* [TEXT BLOCK]:
Budget attacked on all fronts

The States are calling for an urgent meeting, Labor will stand up for marginalised groups missing out and protesters around Australia voiced their anger about the Abbott Government's first Budget.

State and territory leaders are calling for an urgent meeting with the Abbott government to discuss federal budget cuts.

The leaders made the call for a COAG meeting after emerging from their summit in Sydney on Sunday.

Only Western Australia's Premier Colin Barnett missed the meeting on Sunday to discuss $80 billion in health and education funding cuts in Tuesday's budget.

Protesters in Perth joined people around the country in voicing their anger at the Government's planned health, education and pension cuts.

Protesters gathered in Russell Square in Northbridge, in line with rallies which drew hundreds of thousands of people around the country.

Prime Minister Tony Abbott and Treasurer Joe Hockey have justified the cuts by saying hospitals and schools are a state and territory responsibility, and they should find their own sources of funding.

Speaking to reporters after the meeting, Queensland Premier Campbell Newman described the cuts as "completely unacceptable".

* [DATASET CONTENT]:
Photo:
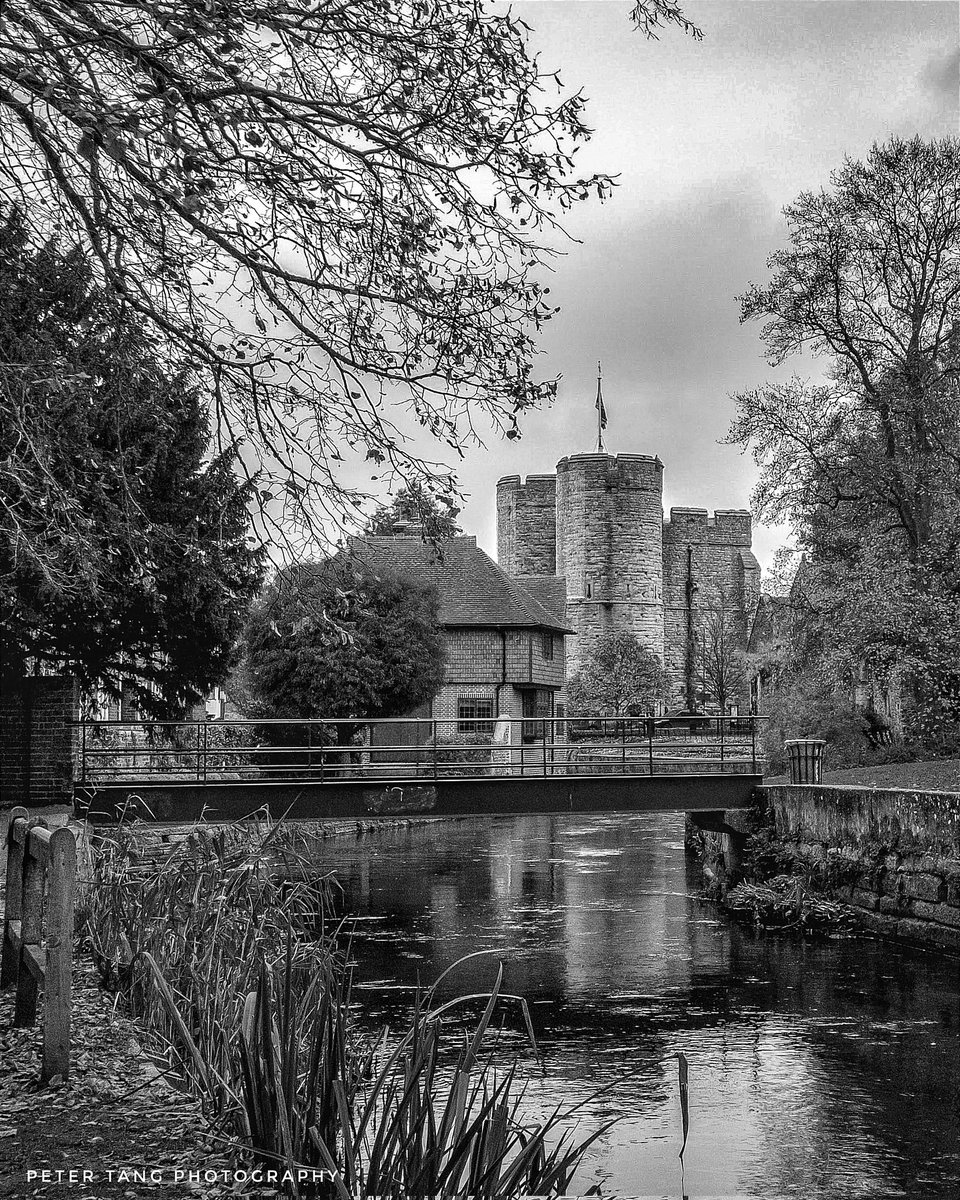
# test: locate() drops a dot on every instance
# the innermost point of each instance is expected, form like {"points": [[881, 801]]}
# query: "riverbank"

* [ACTIVITIES]:
1/ Based on the budget news report, decide whether each statement agrees with it. Answer yes or no for each and quote the words that decide it.
(a) Western Australia's Premier attended the Sunday summit of state and territory leaders.
(b) Protesters in Perth gathered in Russell Square in Northbridge.
(c) The Prime Minister and the Treasurer said hospitals and schools are a state and territory responsibility.
2/ List every person the budget news report names in full, with the title it gives each one.
3/ Summarize the budget news report in two sentences.

* [RESULTS IN ORDER]:
1/
(a) No: "Only Western Australia's Premier Colin Barnett missed the meeting on Sunday."
(b) Yes: "Protesters gathered in Russell Square in Northbridge."
(c) Yes: "Prime Minister Tony Abbott and Treasurer Joe Hockey have justified the cuts by saying hospitals and schools are a state and territory responsibility."

2/
- Colin Barnett, Western Australia's Premier
- Tony Abbott, Prime Minister
- Joe Hockey, Treasurer
- Campbell Newman, Queensland Premier

3/ After a summit in Sydney on Sunday, state and territory leaders called for an urgent COAG meeting with the Abbott Government over $80 billion in health and education funding cuts in the budget, which Queensland Premier Campbell Newman called "completely unacceptable." Protesters in Perth and across Australia voiced their anger at the planned health, education and pension cuts, while Tony Abbott and Joe Hockey argued that hospitals and schools are a state and territory responsibility.